Please tally the lines of the data below that contain the word "left" and reply with only that number.
- - -
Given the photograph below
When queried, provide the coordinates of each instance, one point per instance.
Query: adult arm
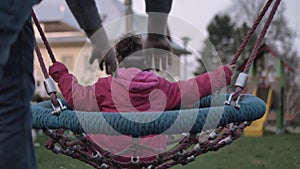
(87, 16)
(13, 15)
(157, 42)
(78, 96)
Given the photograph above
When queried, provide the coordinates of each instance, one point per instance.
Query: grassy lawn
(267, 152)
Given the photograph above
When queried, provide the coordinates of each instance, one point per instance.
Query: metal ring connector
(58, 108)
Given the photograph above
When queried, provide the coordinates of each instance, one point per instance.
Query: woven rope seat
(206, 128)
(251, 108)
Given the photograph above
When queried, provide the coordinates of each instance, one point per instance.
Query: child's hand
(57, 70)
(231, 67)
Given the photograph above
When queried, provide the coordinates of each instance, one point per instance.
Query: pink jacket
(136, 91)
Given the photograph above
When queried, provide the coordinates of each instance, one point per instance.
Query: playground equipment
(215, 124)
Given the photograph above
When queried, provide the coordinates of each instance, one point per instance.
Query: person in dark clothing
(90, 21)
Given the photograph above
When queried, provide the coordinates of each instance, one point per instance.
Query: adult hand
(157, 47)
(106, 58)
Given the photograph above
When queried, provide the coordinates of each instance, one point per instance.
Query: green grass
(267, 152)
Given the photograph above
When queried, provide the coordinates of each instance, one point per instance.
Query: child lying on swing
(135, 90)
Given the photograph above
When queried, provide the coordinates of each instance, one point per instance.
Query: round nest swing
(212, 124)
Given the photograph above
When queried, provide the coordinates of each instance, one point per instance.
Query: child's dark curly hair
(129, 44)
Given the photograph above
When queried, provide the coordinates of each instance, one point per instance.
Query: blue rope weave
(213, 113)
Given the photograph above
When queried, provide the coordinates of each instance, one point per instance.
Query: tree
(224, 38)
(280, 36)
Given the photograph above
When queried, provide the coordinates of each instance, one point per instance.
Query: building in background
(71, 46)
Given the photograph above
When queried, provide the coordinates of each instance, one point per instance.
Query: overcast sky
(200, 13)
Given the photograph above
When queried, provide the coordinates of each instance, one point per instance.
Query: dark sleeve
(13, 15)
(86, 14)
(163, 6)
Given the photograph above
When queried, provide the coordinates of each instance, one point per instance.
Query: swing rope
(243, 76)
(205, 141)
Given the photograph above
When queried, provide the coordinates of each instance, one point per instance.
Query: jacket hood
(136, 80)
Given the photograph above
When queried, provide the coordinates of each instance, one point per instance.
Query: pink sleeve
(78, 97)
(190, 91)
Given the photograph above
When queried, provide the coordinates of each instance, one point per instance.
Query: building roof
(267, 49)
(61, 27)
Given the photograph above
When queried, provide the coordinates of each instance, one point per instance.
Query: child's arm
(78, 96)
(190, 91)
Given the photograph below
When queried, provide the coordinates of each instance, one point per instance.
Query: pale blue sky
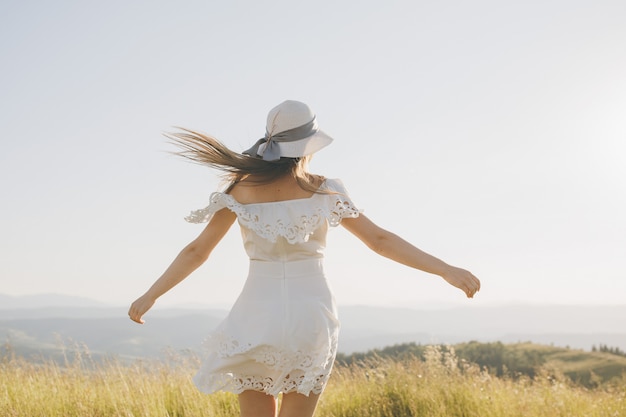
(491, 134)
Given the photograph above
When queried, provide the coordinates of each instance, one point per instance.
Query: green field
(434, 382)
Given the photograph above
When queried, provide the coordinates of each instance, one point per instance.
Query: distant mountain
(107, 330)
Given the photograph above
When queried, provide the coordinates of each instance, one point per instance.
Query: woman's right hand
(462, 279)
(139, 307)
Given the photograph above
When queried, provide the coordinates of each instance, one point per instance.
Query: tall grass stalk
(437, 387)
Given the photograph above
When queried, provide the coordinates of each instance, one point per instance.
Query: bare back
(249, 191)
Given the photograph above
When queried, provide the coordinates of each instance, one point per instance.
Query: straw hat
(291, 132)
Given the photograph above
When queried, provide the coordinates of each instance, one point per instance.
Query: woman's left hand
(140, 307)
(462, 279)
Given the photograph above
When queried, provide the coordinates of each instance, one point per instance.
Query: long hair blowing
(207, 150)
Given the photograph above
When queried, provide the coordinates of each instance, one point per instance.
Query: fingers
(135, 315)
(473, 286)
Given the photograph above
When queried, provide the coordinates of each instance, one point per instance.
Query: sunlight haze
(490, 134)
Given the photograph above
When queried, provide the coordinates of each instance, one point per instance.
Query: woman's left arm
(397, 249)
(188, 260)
- - -
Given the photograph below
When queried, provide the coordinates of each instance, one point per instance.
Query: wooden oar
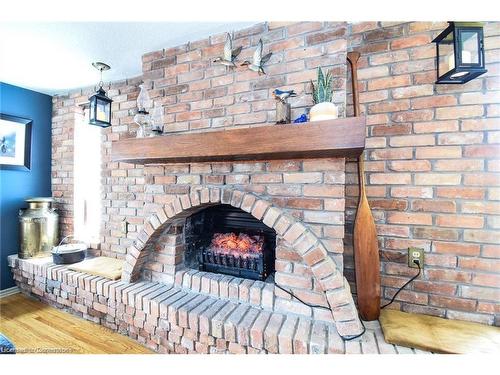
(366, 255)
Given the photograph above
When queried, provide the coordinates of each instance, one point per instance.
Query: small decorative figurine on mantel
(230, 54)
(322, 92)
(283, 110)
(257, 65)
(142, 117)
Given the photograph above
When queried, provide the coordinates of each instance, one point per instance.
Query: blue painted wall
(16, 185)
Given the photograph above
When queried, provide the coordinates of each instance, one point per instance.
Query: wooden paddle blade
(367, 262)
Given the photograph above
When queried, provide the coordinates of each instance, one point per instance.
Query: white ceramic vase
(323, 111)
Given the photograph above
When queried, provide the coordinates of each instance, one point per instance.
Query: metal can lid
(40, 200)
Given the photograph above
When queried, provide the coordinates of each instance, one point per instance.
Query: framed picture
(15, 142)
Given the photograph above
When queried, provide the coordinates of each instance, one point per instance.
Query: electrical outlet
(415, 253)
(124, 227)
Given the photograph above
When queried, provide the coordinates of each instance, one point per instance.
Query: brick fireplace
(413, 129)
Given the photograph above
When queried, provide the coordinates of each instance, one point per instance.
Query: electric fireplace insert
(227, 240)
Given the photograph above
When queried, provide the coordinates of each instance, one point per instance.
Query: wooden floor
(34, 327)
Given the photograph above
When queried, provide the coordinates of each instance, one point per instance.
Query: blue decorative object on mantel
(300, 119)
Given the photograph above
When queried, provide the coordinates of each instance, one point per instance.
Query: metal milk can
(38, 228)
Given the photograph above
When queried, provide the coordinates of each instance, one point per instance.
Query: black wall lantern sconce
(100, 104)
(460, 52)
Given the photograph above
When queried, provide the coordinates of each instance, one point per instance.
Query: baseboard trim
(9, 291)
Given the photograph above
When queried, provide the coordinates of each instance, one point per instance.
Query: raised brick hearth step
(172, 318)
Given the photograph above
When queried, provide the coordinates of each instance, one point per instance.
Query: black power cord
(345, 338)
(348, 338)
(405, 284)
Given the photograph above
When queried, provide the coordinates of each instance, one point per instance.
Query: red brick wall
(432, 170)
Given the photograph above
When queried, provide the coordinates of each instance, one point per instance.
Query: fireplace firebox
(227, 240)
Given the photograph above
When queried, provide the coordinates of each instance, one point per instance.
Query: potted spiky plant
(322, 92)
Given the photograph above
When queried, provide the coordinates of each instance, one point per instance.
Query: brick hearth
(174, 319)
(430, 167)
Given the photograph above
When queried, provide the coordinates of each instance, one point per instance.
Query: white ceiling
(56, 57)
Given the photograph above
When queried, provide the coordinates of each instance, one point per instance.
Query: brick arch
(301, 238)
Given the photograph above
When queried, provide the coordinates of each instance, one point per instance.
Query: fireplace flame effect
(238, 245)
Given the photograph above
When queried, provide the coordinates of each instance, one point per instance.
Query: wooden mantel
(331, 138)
- - -
## EXERCISE OUTPUT
2